REQUIRED WORK ::
Reproduce the material below word for word, leaving out the pictures.

--------------------

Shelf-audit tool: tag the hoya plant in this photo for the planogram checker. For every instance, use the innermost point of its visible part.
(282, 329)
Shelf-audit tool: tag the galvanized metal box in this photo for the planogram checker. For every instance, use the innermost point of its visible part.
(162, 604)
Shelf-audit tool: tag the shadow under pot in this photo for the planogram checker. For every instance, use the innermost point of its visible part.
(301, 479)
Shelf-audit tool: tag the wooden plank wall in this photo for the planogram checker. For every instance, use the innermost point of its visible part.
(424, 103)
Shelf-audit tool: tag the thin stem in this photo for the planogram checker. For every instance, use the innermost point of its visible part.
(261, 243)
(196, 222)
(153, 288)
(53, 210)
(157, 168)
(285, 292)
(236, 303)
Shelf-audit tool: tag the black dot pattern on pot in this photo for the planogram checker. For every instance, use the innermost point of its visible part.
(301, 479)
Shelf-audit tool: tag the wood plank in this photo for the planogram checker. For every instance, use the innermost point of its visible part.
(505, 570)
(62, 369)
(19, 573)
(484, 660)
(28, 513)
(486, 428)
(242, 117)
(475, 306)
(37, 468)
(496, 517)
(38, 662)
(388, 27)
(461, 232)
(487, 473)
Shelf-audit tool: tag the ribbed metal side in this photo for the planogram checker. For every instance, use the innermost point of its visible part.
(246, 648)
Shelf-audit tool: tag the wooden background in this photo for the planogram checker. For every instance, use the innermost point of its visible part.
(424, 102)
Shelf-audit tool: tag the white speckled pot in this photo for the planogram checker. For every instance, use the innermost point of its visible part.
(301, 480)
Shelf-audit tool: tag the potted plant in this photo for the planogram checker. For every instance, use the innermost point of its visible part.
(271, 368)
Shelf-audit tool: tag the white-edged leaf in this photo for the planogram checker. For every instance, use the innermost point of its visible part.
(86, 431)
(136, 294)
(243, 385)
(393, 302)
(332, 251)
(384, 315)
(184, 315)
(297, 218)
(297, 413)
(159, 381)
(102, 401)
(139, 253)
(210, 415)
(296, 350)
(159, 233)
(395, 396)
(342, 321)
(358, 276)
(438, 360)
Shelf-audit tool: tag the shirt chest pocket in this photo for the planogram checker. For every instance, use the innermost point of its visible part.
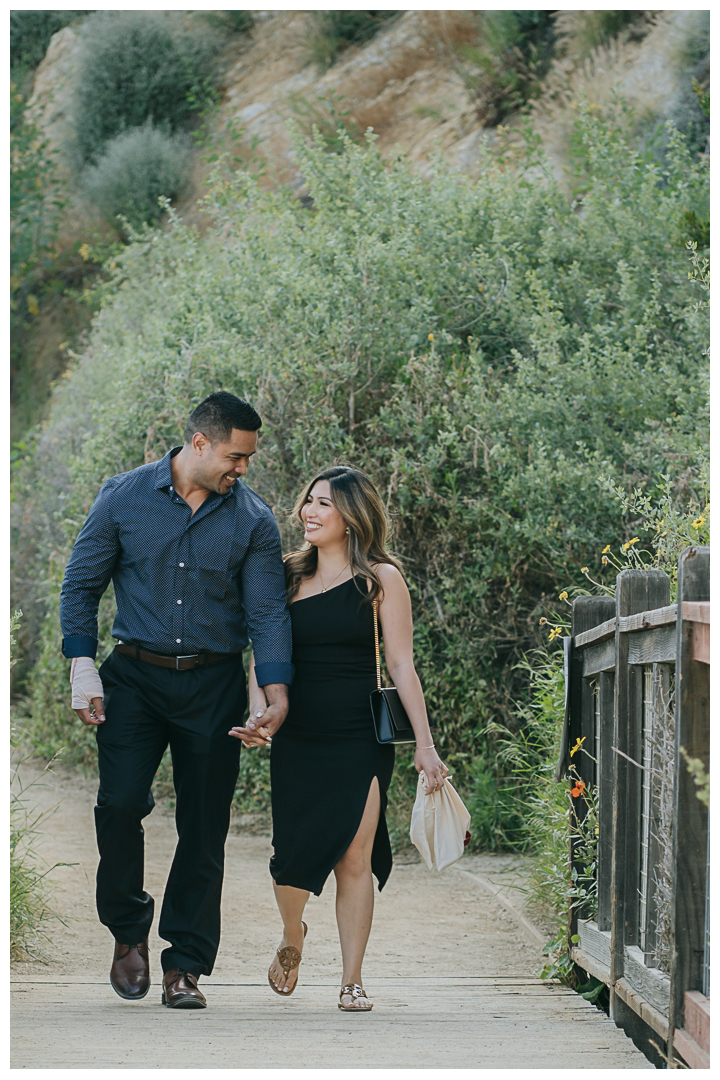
(215, 556)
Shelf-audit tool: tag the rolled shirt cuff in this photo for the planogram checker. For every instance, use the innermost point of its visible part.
(79, 647)
(274, 673)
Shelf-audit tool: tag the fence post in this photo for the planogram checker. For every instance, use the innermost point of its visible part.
(692, 731)
(636, 591)
(587, 612)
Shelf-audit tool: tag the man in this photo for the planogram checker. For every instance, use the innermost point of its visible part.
(194, 557)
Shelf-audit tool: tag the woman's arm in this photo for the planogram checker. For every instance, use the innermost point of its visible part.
(396, 621)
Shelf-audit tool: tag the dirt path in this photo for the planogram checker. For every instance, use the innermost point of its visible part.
(449, 966)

--------------------

EXERCISE ANSWER ::
Shelf-audit tool: tag the hoya plant in this photo for the planogram checker. For every instance, use the innermost point of its visible part.
(282, 329)
Shelf-audit tool: tag the galvanized metal box in this photo for the planogram checker. For every instance, use the innermost point of its visible part.
(162, 604)
Shelf-audit tool: tag the shadow under pot in this photo for the planogram checker. For every instance, use the innermost point of its visible part.
(301, 479)
Shelf-audit tool: tag the wooden plank wall in this photo for the planogram checker. For every instance, use the innermost point of its visible part.
(424, 103)
Shelf-audit tool: tag the thin stem in this photo for the planogram checker. For every instance, use the innermost point of its visible part.
(261, 243)
(196, 222)
(153, 288)
(53, 210)
(157, 168)
(285, 292)
(236, 303)
Shelf-audit tool: tag the black dot pattern on pot in this photo for the planogram checker. For every instance, use the innermost point of its visible part.
(301, 479)
Shelf-audit tool: tag the wood plank in this photo for the planogram checker. For every instance, use the innermost point of its visible part.
(505, 570)
(62, 369)
(19, 573)
(484, 660)
(28, 513)
(486, 428)
(242, 117)
(475, 306)
(37, 468)
(496, 517)
(38, 662)
(388, 27)
(461, 232)
(487, 473)
Shelf-audit tool: tag the ribbed metal side in this photo for the planogram checker. For every instance, use the innermost point of its visible part.
(246, 648)
Shelf-audit tool: tag the wooden background in this photo for the planogram checker. For every instance, use the innermost point of its visible part.
(424, 102)
Shelf-audit tool: tag the white speckled pot in this photo for the planogram checker. For every instance, use the innermost point of its visible part.
(301, 480)
Shelf-audit tool: tag the potted plant in this photo for the planogram checker. For every instance, use the innermost point of its visible part.
(271, 368)
Shelf-audit tool: tag the white-edged leaf in this photo for the planogram checker. For every instance, use the innermost point of its visible part.
(86, 431)
(136, 294)
(243, 385)
(393, 302)
(332, 251)
(384, 315)
(184, 315)
(297, 218)
(297, 413)
(159, 381)
(102, 401)
(139, 253)
(210, 415)
(296, 350)
(159, 233)
(395, 396)
(342, 321)
(358, 276)
(438, 360)
Shelf-audit tool: tag the shirt chest pocket in this photo for the planogram checker. For every instance, use the innermost point of its visible part.
(215, 556)
Shelf-audit tool: tag the rolled shirt cuff in this photo for the planogram checker. For every instance, use the innermost point of its visible part.
(79, 647)
(274, 673)
Shelf-audit tool: tag the fence post in this photo for the planogram checker. For every instance, use the innermost point of its visible part.
(692, 731)
(636, 591)
(587, 612)
Shelf-audit tool: tag the man in this photo for the planogram checker. For every instance, use the innermost point of its visible part.
(194, 557)
Shelf-audit tool: tag the woman's arm in this photo for the planogram checker. For every instance, use the innermost point of its visible part.
(396, 621)
Shelf-audit tool: tag the dirt path in this photo for the planogram checker. For every instance, use the innermost point of its visible part.
(449, 966)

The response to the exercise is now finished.